#### REQUIREMENT:
Locate every line in the data below that contains the string "zipper" and copy each of those lines. Case counts.

#### RECORDS FOR PROCESSING:
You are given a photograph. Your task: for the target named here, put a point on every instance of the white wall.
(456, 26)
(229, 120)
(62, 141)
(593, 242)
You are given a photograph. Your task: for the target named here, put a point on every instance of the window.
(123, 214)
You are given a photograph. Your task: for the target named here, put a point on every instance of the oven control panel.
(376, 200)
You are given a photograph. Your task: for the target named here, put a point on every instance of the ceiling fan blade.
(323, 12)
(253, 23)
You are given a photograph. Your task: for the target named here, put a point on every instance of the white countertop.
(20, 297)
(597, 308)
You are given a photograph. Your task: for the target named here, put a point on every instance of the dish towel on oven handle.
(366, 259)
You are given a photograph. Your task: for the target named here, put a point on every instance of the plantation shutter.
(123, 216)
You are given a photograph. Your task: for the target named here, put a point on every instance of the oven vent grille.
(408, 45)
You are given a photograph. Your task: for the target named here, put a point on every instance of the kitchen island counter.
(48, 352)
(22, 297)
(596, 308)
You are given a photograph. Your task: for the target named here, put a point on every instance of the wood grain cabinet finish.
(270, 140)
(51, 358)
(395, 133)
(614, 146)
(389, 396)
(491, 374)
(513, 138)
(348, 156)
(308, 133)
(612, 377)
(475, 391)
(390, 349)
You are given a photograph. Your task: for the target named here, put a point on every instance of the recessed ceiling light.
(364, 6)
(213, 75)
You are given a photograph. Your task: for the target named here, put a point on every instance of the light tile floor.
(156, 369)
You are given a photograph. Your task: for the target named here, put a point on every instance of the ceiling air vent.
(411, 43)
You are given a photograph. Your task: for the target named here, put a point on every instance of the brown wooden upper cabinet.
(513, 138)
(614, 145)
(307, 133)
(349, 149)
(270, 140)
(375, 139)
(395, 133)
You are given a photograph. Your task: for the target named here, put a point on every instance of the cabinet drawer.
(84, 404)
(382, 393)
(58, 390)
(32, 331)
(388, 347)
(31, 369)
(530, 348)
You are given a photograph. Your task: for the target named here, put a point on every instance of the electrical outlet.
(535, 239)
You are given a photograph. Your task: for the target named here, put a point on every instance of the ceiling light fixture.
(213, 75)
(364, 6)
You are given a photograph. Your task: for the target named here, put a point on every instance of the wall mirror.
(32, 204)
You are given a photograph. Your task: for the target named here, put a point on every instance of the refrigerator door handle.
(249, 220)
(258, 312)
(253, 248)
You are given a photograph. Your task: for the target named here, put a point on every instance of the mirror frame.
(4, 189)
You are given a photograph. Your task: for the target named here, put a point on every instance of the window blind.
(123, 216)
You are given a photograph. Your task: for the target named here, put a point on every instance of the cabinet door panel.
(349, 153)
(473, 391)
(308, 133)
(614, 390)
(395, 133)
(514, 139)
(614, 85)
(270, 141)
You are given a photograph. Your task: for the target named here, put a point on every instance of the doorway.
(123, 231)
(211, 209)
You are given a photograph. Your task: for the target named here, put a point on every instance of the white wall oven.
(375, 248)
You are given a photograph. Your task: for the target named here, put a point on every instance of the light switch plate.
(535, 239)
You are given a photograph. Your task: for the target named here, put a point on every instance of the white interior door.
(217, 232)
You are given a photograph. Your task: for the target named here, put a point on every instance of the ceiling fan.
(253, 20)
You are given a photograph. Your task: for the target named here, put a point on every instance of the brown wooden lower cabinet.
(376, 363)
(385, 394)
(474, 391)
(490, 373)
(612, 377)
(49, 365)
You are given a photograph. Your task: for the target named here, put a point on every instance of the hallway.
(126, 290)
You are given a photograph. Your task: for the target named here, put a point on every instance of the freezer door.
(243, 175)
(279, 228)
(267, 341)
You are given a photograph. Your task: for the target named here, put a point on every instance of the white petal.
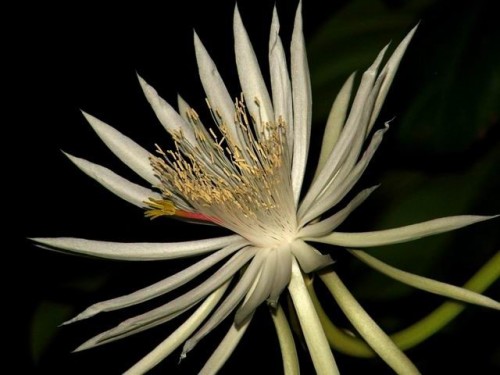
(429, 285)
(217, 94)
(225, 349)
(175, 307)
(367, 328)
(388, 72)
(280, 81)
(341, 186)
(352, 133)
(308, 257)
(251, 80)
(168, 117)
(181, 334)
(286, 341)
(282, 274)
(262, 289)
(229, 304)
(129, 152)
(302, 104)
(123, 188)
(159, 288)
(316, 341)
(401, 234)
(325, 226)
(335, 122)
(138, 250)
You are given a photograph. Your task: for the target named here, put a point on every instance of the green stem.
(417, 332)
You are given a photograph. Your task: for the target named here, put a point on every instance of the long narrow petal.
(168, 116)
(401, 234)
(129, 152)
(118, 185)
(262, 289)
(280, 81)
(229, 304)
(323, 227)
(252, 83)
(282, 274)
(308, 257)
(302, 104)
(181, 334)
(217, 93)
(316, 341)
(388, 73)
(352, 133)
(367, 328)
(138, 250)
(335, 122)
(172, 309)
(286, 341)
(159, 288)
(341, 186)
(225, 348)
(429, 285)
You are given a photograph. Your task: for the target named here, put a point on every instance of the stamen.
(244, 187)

--

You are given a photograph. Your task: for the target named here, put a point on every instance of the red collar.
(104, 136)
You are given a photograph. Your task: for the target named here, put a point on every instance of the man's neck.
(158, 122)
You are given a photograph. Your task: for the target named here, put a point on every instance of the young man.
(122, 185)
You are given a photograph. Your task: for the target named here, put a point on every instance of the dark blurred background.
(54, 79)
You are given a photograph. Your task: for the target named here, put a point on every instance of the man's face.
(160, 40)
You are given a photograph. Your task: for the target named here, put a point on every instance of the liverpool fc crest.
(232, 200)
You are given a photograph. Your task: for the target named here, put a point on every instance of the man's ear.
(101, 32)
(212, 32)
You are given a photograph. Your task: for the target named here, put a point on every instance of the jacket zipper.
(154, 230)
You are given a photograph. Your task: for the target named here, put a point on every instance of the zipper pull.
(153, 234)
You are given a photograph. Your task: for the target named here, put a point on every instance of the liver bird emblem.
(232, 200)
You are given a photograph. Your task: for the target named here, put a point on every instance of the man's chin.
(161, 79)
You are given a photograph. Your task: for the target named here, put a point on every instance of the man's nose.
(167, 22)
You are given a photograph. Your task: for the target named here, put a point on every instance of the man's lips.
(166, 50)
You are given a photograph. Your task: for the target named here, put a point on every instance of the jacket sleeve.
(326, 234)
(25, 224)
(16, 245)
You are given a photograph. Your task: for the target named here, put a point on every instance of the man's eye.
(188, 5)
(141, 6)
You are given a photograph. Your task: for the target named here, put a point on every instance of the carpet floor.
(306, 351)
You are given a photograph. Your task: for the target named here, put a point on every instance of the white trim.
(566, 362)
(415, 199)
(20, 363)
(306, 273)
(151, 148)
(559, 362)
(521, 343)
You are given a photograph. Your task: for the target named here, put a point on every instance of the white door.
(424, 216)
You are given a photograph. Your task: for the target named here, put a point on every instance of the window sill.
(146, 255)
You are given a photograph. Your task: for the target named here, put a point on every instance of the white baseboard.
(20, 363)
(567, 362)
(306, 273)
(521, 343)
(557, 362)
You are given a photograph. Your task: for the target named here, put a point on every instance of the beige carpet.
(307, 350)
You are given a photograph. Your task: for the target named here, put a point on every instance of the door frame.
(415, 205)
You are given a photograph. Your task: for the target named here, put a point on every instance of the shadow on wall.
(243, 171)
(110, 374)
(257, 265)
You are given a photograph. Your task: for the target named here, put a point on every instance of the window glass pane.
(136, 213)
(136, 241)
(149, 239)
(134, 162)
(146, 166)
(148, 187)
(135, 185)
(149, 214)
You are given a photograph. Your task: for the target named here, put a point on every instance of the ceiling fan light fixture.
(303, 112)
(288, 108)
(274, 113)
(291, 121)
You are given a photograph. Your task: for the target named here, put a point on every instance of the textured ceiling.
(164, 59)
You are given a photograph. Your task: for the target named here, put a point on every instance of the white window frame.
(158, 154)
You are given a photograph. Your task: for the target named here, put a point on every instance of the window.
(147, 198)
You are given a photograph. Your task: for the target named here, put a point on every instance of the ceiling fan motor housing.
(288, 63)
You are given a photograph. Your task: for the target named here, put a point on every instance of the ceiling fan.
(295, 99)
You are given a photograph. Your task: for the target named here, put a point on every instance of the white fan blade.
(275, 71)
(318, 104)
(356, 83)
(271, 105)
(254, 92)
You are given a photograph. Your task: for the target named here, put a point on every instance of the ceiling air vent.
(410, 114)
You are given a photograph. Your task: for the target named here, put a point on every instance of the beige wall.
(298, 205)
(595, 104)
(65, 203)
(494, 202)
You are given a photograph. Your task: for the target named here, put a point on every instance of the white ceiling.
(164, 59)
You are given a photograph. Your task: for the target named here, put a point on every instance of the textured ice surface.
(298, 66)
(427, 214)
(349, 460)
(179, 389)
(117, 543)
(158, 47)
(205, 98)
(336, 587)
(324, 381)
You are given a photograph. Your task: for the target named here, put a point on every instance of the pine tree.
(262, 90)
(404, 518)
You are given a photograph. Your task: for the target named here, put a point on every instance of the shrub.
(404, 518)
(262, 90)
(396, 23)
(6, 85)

#### THE RESULT:
You are given a photograph. Your task: for the target named here, put a point on every instance of the jacket zipper.
You are given a photograph. Your task: for the target named here, put a point on every instance of the zipper pull.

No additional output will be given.